# AIM
Please find every line in the data below that contains the word "leather", and copy each of those lines.

━━━ ENTRIES SHOWN ━━━

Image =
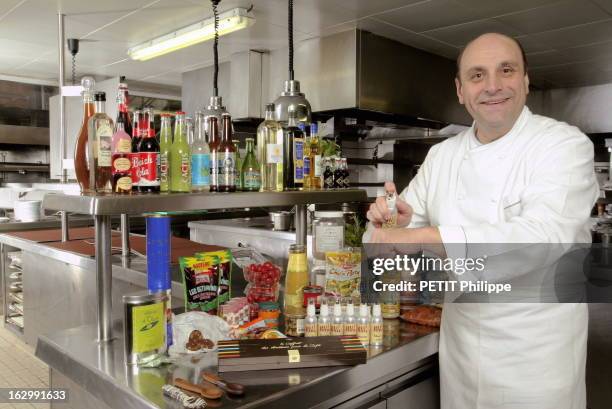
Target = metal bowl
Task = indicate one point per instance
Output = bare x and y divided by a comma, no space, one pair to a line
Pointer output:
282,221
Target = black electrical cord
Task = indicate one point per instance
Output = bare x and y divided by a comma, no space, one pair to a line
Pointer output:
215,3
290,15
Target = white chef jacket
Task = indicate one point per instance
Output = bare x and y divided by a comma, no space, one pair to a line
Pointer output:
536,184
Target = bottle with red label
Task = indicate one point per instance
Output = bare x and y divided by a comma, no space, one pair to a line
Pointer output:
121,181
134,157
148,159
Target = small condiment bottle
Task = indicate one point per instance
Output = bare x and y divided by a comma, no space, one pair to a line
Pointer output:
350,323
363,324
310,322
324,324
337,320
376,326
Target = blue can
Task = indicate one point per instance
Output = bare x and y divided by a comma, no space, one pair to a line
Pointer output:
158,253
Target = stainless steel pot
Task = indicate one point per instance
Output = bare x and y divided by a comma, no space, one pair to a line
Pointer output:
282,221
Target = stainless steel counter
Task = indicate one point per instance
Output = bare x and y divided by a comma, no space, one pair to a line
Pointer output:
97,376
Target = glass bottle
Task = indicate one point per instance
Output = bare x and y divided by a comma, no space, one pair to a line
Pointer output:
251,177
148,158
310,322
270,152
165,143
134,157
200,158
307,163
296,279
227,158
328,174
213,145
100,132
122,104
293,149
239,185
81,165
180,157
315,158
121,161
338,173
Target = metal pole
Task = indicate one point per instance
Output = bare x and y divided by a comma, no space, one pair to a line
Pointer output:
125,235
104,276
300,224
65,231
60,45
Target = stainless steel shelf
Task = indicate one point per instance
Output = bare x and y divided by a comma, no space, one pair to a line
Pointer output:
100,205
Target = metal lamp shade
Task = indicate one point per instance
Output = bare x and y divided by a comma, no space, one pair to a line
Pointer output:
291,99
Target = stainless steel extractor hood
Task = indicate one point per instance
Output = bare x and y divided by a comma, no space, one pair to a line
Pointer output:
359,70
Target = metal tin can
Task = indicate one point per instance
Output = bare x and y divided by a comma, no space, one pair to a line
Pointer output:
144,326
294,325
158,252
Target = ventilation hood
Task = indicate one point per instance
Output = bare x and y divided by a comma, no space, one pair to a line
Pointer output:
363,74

━━━
━━━ ENTRIES SHOWN ━━━

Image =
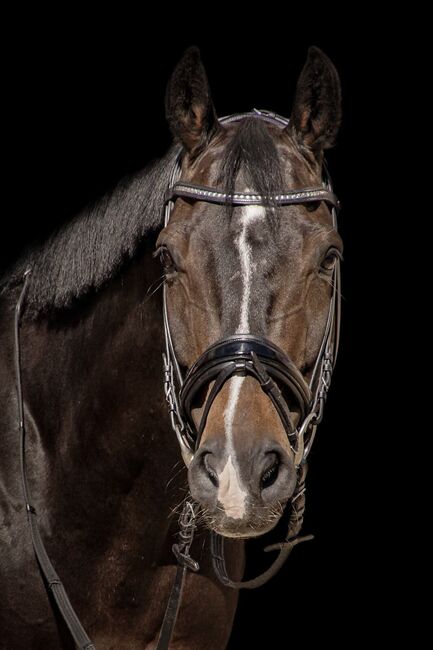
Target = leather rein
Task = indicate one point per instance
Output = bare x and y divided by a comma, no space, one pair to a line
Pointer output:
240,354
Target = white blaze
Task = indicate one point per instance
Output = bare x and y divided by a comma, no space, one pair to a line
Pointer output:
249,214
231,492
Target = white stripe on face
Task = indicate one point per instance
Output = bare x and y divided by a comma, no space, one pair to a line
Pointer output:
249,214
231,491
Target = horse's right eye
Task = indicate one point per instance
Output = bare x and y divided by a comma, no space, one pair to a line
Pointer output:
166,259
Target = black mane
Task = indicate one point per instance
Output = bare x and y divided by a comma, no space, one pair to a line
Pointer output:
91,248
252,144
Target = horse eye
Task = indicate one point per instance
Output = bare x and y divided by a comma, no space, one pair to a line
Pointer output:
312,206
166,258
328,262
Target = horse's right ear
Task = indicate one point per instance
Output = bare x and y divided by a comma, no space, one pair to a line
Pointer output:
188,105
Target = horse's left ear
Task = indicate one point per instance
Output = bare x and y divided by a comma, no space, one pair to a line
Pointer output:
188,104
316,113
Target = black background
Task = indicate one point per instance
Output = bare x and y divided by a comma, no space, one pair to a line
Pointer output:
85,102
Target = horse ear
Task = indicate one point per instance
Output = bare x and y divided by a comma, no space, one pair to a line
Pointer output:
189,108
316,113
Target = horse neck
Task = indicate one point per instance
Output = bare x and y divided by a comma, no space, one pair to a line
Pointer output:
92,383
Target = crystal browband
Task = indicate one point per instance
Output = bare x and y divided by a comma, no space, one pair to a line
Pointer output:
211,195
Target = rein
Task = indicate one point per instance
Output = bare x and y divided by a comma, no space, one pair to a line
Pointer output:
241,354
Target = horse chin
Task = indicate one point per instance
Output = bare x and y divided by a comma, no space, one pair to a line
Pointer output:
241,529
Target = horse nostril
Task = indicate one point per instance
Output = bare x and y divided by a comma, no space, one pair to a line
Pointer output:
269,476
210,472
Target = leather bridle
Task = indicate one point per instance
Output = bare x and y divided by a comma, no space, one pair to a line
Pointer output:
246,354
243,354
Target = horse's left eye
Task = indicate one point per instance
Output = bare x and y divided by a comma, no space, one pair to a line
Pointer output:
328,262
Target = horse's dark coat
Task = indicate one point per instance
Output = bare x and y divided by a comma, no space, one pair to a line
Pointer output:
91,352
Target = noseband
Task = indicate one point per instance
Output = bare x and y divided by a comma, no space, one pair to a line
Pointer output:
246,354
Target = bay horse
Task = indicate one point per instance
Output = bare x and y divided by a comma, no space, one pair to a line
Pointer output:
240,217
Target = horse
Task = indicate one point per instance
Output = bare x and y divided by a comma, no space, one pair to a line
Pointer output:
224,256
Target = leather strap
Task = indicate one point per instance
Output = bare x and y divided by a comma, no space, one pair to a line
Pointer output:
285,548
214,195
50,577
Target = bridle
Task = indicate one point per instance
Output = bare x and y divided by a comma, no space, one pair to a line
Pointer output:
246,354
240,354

━━━

# ANSWER TO THIS EXERCISE
Target = leather rein
Target = leather bridle
Target = leather strap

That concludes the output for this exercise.